---- STORED RECORDS
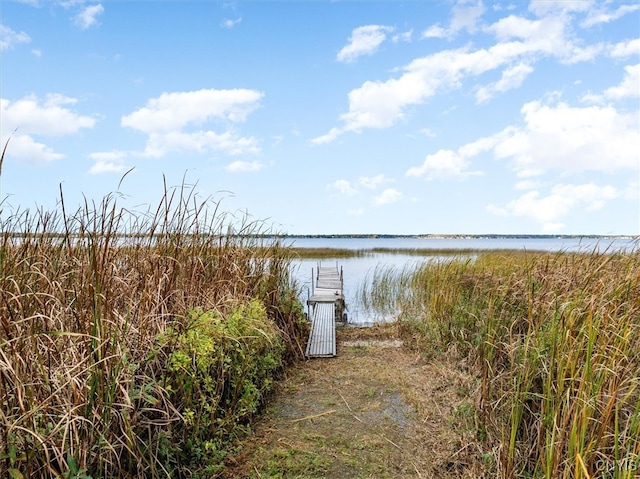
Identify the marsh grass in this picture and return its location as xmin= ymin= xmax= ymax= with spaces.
xmin=363 ymin=251 xmax=640 ymax=479
xmin=0 ymin=169 xmax=302 ymax=478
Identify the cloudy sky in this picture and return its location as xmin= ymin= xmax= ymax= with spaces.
xmin=0 ymin=0 xmax=640 ymax=235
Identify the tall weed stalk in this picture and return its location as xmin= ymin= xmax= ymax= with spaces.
xmin=0 ymin=169 xmax=302 ymax=478
xmin=362 ymin=251 xmax=640 ymax=479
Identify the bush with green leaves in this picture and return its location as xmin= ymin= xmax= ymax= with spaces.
xmin=152 ymin=300 xmax=285 ymax=473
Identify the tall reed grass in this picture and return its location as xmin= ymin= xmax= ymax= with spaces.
xmin=0 ymin=172 xmax=303 ymax=478
xmin=364 ymin=251 xmax=640 ymax=479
--------
GIVEN REQUEST. Substitute "Locate" for "Identify" throughout the data above and write out every line again, otherwise unchanged. Omit the pictures.

EXERCISE RESPONSE.
Locate the marsh grass in this picture and return its location as xmin= ymin= xmax= ymax= with spaces.
xmin=363 ymin=251 xmax=640 ymax=479
xmin=0 ymin=169 xmax=302 ymax=478
Locate the cloudy sky in this picture and return its location as xmin= ymin= xmax= ymax= with spaces.
xmin=0 ymin=0 xmax=640 ymax=235
Locate the tall weed stalk in this picture and return its location as xmin= ymin= xmax= ymax= with spaces.
xmin=0 ymin=169 xmax=302 ymax=478
xmin=362 ymin=251 xmax=640 ymax=479
Locate the bush with green leaves in this picture and return its location as xmin= ymin= xmax= ymax= with spaces.
xmin=152 ymin=300 xmax=285 ymax=473
Locate the tall reed grass in this picture and return its location as xmin= ymin= xmax= ymax= with spaces.
xmin=0 ymin=172 xmax=303 ymax=478
xmin=364 ymin=251 xmax=640 ymax=479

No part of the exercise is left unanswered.